Data supplied:
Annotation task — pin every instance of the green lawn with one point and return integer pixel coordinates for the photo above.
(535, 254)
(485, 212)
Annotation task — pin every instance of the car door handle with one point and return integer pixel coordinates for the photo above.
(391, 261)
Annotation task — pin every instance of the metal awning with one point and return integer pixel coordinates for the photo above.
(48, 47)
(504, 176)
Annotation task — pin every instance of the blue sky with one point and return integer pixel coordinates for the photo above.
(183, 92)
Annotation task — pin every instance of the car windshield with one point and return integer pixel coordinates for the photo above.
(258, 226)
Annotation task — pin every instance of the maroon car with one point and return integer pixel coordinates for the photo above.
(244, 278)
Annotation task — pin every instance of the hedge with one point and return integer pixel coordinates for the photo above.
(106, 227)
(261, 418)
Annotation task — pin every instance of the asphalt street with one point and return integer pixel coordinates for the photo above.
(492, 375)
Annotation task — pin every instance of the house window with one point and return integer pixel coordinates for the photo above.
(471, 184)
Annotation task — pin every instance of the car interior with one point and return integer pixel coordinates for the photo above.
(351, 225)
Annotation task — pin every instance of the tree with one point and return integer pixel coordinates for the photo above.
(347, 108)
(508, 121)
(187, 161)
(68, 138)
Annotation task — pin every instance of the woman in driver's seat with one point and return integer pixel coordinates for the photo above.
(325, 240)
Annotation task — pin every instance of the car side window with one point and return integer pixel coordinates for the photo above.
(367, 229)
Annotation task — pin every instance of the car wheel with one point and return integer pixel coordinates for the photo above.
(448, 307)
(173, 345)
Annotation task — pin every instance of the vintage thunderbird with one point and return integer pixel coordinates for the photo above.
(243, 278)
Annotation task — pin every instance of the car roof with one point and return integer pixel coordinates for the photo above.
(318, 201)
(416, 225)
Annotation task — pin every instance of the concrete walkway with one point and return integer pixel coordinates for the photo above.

Task: Copy all the entries verbatim.

Output for this task:
Annotation task — pin every instance of the green lawn with one point and return integer pixel coordinates for the photo above.
(535, 254)
(485, 212)
Annotation task — pin every instance of the car door handle with one point and return integer pixel coordinates for the photo above.
(391, 261)
Annotation task — pin every instance of the metal awning with one point and return integer pixel coordinates for the photo above.
(48, 47)
(504, 176)
Annotation task — pin every instance of the blue sky with one point and return integer pixel coordinates for the photo above.
(183, 92)
Annotation task — pin every instance of the car windshield with one point and return integer pixel coordinates for the photo above.
(258, 226)
Annotation task — pin every instance of the maroon car with one point and return integer pixel coordinates for the photo above.
(244, 278)
Annotation task — pin every instance of the hedge with one point and return integer pixel coordinates for the photo above.
(106, 227)
(261, 418)
Annotation task — pin every instance of the asphalt street with one point and return integer pixel coordinates for the photo above.
(492, 375)
Annotation task — pin every instance of the house window with one point and return integer pixel coordinates for the photo above.
(471, 184)
Annotation task — pin every instance of the car interior with one point and return integer pixel coordinates for the photo above.
(351, 225)
Annotation task — pin every instance of the tree with one point and return integer pixel coordinates for the photo above.
(347, 108)
(508, 121)
(187, 161)
(68, 138)
Annotation task — pin every instance of the woman in driver's seat with one point and return integer pixel coordinates for the photo above.
(325, 240)
Annotation task — pin every instance of the car side window with one point and return integer pixel coordinates for the photo above.
(367, 229)
Annotation task — pin every instance of the car wheel with one point and return integer pixel coordinates for the photo above.
(448, 307)
(173, 345)
Annotation task — pin every instance of the vintage thunderbird with one point and return integer pixel coordinates for the photo above.
(243, 278)
Annotation task — pin every instance of the car roof with one point and return integer pixel coordinates for the photo above.
(318, 201)
(416, 225)
Annotation task — pin every instance of the concrete walkway with one point and return integer pixel coordinates for the photo above.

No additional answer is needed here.